WORK ITEM: All that is wanted is the exact lines from the one with "Target: helicopter main rotor blade" through the last line of the entries, with both ends kept and every picture left out.

**** SUPPLIED DATA ****

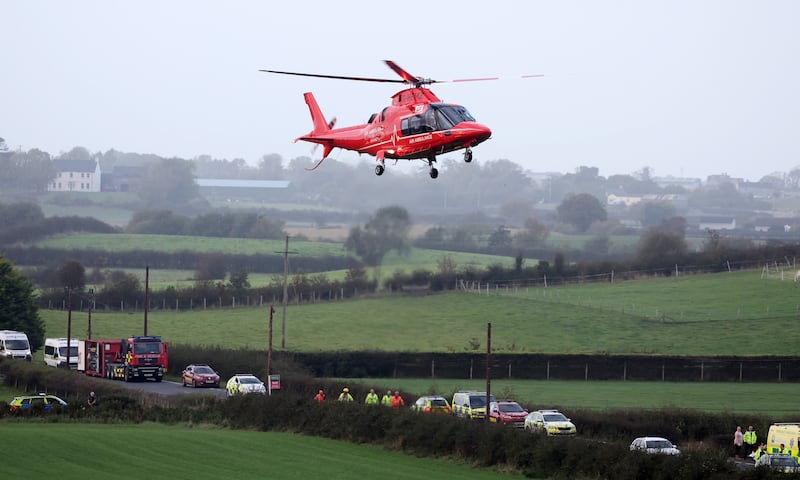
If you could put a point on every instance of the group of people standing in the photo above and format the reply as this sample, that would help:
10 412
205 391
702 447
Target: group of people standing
389 399
744 443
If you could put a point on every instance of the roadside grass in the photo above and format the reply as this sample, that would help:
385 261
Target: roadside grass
208 453
774 399
719 314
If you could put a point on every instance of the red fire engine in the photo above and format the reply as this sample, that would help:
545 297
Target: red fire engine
128 359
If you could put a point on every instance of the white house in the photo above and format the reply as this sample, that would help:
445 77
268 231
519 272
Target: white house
75 176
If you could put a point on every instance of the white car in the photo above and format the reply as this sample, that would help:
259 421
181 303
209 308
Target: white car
244 383
656 445
551 422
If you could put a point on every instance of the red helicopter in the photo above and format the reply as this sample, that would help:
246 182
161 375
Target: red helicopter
416 126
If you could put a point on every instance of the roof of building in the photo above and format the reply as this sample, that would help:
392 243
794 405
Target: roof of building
217 182
74 165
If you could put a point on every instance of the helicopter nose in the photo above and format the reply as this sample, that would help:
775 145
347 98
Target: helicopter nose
476 132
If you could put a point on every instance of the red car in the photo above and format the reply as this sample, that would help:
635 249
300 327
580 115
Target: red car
507 413
200 376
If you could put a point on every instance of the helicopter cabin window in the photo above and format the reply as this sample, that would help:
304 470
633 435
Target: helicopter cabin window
437 117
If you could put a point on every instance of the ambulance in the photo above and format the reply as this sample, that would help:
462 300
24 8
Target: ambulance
14 345
787 434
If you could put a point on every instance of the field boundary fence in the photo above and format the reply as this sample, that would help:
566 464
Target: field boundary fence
552 367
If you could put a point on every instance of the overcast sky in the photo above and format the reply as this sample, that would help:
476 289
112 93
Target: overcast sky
686 87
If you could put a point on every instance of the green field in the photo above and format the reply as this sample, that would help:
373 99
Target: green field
247 246
721 314
80 451
777 399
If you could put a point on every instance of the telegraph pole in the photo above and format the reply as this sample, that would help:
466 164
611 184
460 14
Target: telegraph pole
69 323
488 367
91 305
269 345
146 295
286 253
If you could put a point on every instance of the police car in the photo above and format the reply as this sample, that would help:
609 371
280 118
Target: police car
551 422
42 401
244 383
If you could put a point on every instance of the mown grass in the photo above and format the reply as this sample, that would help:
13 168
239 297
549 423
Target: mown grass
79 451
722 314
248 246
778 399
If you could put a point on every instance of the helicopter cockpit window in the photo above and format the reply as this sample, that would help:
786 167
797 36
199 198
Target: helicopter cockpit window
430 121
455 113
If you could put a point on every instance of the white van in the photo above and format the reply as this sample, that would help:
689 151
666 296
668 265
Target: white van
14 345
787 434
55 352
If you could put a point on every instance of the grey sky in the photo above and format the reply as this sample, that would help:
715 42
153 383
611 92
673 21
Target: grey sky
689 88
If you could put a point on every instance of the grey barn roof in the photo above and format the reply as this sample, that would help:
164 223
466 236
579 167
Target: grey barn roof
220 182
73 165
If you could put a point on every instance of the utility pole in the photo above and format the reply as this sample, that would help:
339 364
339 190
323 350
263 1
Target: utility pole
488 367
69 323
91 306
269 344
146 295
286 253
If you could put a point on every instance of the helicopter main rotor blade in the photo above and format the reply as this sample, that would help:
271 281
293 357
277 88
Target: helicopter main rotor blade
336 77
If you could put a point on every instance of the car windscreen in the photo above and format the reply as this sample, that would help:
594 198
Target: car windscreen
555 417
658 444
479 401
17 344
73 351
784 462
510 408
141 348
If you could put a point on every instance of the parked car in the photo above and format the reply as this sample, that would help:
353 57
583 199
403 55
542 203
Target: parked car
551 422
656 445
244 383
471 404
782 462
431 404
507 412
43 401
198 375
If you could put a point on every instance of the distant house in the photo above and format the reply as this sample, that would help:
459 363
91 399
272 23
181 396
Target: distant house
76 176
716 223
239 190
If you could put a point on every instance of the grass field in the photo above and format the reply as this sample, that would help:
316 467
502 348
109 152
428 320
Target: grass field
721 314
246 246
80 451
778 399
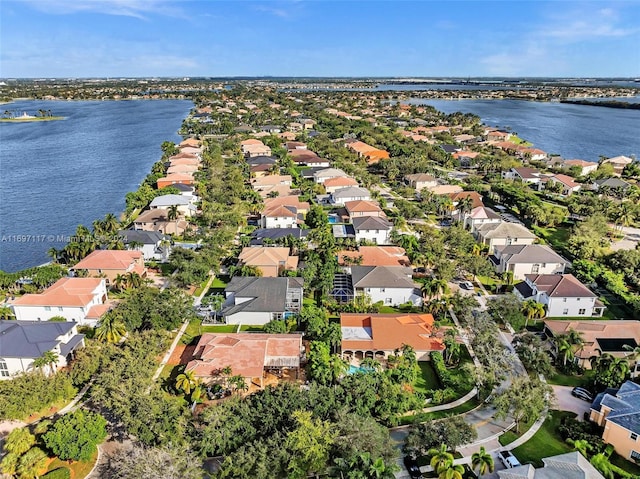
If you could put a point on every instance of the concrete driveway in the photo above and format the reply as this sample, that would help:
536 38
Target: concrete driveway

****

WRITTEN RESPONSE:
Target: helicopter main rotor blade
336 77
If you could put a point on every instance of the car windscreen in the photo above and format the reply as this sample, that would help:
594 198
Target: car windscreen
555 417
658 444
479 401
17 344
73 351
784 462
510 408
141 348
If you could put a point on every instance of the parked car in the photo above and format the reply as this sample, that would help:
353 57
583 199
403 55
542 203
Target: parked car
551 422
656 445
244 383
471 404
782 462
431 404
507 412
43 401
198 375
If you could put a point on every instance of the distant house in the photo above and format the reply as this sample, that would help:
459 363
91 399
272 23
181 396
Target: distant house
76 176
716 223
239 190
If you could put a point on every instance of the grass field in the photo above and format the reply as this sample, that would help:
316 467
502 348
109 152
428 320
Target: grass field
721 314
246 246
80 451
778 399
If you could put a point on every instance of the concrete driveway in the photo above and format the reply as this sample, that would help:
536 38
Target: concrete driveway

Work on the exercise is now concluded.